[Extract provided — start]

As the VR industry expands, we’ll likely see more career opportunities for people with a medical background and interest in virtual games. Many medical VR companies, including Kognito and OssoVR, have been founded by doctors or people with medical training.
Robotic Exoskeletons
In the last several years, huge strides have been made in the development of robotic exoskeletons, which show an exciting promise to transform the quality of life for patients with paralysis, spinal cord injuries and disabilities. The industry is growing rapidly: According to industry analyst Dan Kara, “An entire wearable robotics industry, today comprising around 40 research and development groups worldwide, is coalescing that should become a $2 billion global market by 2025.”
Eventually, these exoskeletons may change the nature of physical therapy work and the demand for physical therapists; however, there will be opportunities to get involved in the development of robotic exoskeletons at companies such as suitX and Ekso Bionics.
Robotics and AI
Robotics and artificial intelligence platforms are playing an increasingly larger role in complex medical procedures. The da Vinci Surgical System, for example, is controlled by a surgeon and allows for greater precision in medical procedures such as prostate surgery and cardiac valve repair.
Another AI system from a startup called Enlitic analyzes CT scans and X-rays with greater accuracy than human radiologists. In fact, it’s 50 percent better at classifying malignant tumors.
That may be alarming for aspiring radiologists, but the next decade will see more health care jobs related to managing AI platforms, such as health care systems engineers. Health care systems engineering involves overseeing all of the moving parts of our health care system, using data to ensure greater efficiency and the best use of resources. According to Dr. Biehl, it’s one of the careers that will see major growth as technology reshapes health care.
Genome Editing
In 2012, scientists Jennifer Doudna and Emmanuelle Charpentier discovered a natural system called CRISPR that enables precise changes to DNA. The technology is currently being studied in trials around the world as a treatment for leukemia, cancer, HIV, hemophilia, and many more conditions and diseases. Multiple biotech startups are working on bringing CRISPR technology to the public, and other gene-editing techniques are being explored as well.

[Extract provided — finish]
[Data extracts — start]

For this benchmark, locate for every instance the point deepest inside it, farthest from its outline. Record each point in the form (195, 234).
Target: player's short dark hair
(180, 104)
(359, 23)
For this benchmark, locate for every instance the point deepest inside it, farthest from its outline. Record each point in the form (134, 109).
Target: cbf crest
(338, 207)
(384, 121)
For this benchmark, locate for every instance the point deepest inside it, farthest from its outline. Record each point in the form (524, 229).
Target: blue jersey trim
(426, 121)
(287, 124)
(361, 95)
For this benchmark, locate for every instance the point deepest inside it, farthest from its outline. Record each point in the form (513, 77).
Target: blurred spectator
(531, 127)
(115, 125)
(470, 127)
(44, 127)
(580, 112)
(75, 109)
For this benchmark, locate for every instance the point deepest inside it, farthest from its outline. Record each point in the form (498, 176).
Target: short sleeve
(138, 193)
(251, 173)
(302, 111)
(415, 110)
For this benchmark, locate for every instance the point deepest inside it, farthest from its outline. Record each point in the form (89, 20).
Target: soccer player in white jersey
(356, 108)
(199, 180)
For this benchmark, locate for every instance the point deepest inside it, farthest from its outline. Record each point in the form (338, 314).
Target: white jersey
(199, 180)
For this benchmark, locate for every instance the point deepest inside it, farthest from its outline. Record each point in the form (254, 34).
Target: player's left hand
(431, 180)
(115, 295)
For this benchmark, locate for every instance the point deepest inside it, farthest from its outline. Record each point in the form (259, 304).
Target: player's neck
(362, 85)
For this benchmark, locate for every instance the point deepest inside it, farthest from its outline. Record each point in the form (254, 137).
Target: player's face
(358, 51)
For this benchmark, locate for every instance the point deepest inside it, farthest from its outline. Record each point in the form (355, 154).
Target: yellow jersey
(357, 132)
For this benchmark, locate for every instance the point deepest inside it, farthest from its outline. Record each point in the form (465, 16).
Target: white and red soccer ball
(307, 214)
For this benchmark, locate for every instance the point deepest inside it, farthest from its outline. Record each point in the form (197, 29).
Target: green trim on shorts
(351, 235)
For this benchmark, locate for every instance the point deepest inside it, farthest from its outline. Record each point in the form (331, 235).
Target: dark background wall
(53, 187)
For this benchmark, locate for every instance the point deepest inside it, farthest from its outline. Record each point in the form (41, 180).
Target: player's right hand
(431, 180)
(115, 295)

[Data extracts — finish]

### [Using the information]
[A] In the passage on health care technology, how large does the analyst Dan Kara expect the wearable robotics market to become by 2025?
[B] Proceed with the passage on health care technology, writing on from its final sentence.

### [Answers by item]
[A] He expects it to become a $2 billion global market.

[B]
A health care job in this field is different from what many of us typically imagine, but the proliferation of CRISPR and other gene-editing technologies will create plenty of careers that involve studying genetic data and managing these platforms.
With the advent of genome editing, AI platforms and other technologies, Dr. Biehl believes that data-oriented health care jobs will become much more common in the coming years as technology plays an increasingly bigger role in health care. He’s confident that technology ultimately means more jobs — but different ones. “[The field] won’t grow linearly with the job profiles we have today — the kind of people sitting in care centers,” Dr. Biehl says. “The doctor’s office won’t be the kind of place where patients are; it will be the kind where people sit around at consoles watching the data.”
Health care training still counts, though. In a scenario in which someone is tracking your wearable device-gathered data and reaching out to you when there’s a problem, “It better not be somebody who has no health care skill at all. Ideally, [it’s] a reputable health provider whom you trust and have a relationship with,” Biehl says.
If your goal is to work with patients directly, you’ll still find opportunities to do just that. But if you want a health care job that puts you on the front lines of tomorrow’s technology-driven medicine, a world of opportunities awaits you.